TRECHO CITADO:
============

Relembrando o exemplo de Erika e Joice: as duas são mulheres e, portanto, cumprem a carga simbólica que é sim importante. Mas apenas uma delas, Erika Hilton, é ativista dos direitos humanos e defensora das minorias políticas¹⁴, e cumpre a representatividade concreta, defendendo mulheres por carregar pautas feministas. Ela não defende apenas uma categoria universal de mulher que, no fundo, são mulheres brancas, de classe alta, heterossexuais e sem deficiência.
O que acontece é que o feminismo costuma essencializar o conceito de mulher quando almeja responder aquela clássica pergunta: o que é ser mulher?. Por esse raciocínio, eleger qualquer mulher seria suficiente, pois feminismos essencialistas resumem todas as mulheres ao fato de que elas sofrem opressão por seu gênero. Assim, apenas por ser mulher e sofrer opressão já é suficiente estar em um espaço de poder para afrontar e ensejar mudança. Mas não é assim que a banda toca. Se Joice Hasselmann fosse eleita prefeita de São Paulo, isso seria, no limite, uma conquista do anti-feminismo, da burguesia branca e de um movimento bolsonarista excludente e segregacionista, que violenta e oprime. É urgente considerar a realidade de que mulheres, em sua maioria, são nada como a Joice Hasselmann e - muito mais - com Erika Hilton.
Para evitar que caiamos em um feminismo excludente e superficial, precisamos prezar sempre por candidatas que tragam um discurso e uma prática que contemple as experiências distintas das mulheres do nosso país. Nesse sentido, eleger mulheres como Erika é cumprir uma representatividade concreta. Eleger uma mulher que luta por mulheres como elas são (e como ela própria é) contorna a noção de representatividade vazia.
Essa diferença fica clara pelas ameaças e pelo ódio disseminado à diferentes mulheres candidatas. Uma mulher que concorda com o sistema, é atacada de forma machista simplesmente por ser mulher, enquanto outra, que confronta o sistema, é atacada de forma machista por enfrentar a estrutura, além de por ocupar um espaço historicamente patriarcal. Quando mulheres radicais são eleitas o machismo, o racismo e a transfobia vem inclusive de pessoas que defendem pautas progressistas. Isso ocorre, pois essas mulheres questionam o status e a organização social colocando em cheque sistemas de opressões que beneficiam, inclusive, quem, em teoria, argumenta por um mundo mais justo.

============

DADOS:
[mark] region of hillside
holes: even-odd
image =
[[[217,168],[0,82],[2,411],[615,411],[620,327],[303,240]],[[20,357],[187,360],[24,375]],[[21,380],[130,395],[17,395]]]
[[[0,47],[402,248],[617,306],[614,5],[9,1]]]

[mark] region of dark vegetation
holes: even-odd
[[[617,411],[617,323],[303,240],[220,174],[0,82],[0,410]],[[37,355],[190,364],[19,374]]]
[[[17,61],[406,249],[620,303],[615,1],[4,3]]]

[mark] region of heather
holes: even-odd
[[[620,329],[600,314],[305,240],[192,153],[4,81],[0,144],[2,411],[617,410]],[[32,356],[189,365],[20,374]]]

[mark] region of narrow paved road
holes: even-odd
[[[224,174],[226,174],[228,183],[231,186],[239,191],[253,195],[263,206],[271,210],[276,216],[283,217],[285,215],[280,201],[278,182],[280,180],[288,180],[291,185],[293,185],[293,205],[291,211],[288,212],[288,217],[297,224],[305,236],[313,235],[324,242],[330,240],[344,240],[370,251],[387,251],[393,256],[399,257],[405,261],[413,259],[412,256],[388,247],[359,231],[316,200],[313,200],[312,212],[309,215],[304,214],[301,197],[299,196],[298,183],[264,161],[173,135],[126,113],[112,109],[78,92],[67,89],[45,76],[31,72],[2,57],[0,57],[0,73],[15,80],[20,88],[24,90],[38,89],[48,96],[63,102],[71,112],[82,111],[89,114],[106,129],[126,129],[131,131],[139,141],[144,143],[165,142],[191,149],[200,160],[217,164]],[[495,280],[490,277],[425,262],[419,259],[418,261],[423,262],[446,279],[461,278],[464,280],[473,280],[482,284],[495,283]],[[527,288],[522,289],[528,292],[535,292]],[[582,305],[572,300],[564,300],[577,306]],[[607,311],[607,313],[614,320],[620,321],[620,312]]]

============

INSTRUÇÃO: Altere o trecho citado sobre feminismo e representatividade de "O que acontece" até "com Erika Hilton.", inclusive, substituindo "São Paulo" por "Belo Horizonte". As linhas não têm relação com o trecho citado.

RESPOSTA DO EXERCÍCIO:
O que acontece é que o feminismo costuma essencializar o conceito de mulher quando almeja responder aquela clássica pergunta: o que é ser mulher?. Por esse raciocínio, eleger qualquer mulher seria suficiente, pois feminismos essencialistas resumem todas as mulheres ao fato de que elas sofrem opressão por seu gênero. Assim, apenas por ser mulher e sofrer opressão já é suficiente estar em um espaço de poder para afrontar e ensejar mudança. Mas não é assim que a banda toca. Se Joice Hasselmann fosse eleita prefeita de Belo Horizonte, isso seria, no limite, uma conquista do anti-feminismo, da burguesia branca e de um movimento bolsonarista excludente e segregacionista, que violenta e oprime. É urgente considerar a realidade de que mulheres, em sua maioria, são nada como a Joice Hasselmann e - muito mais - com Erika Hilton.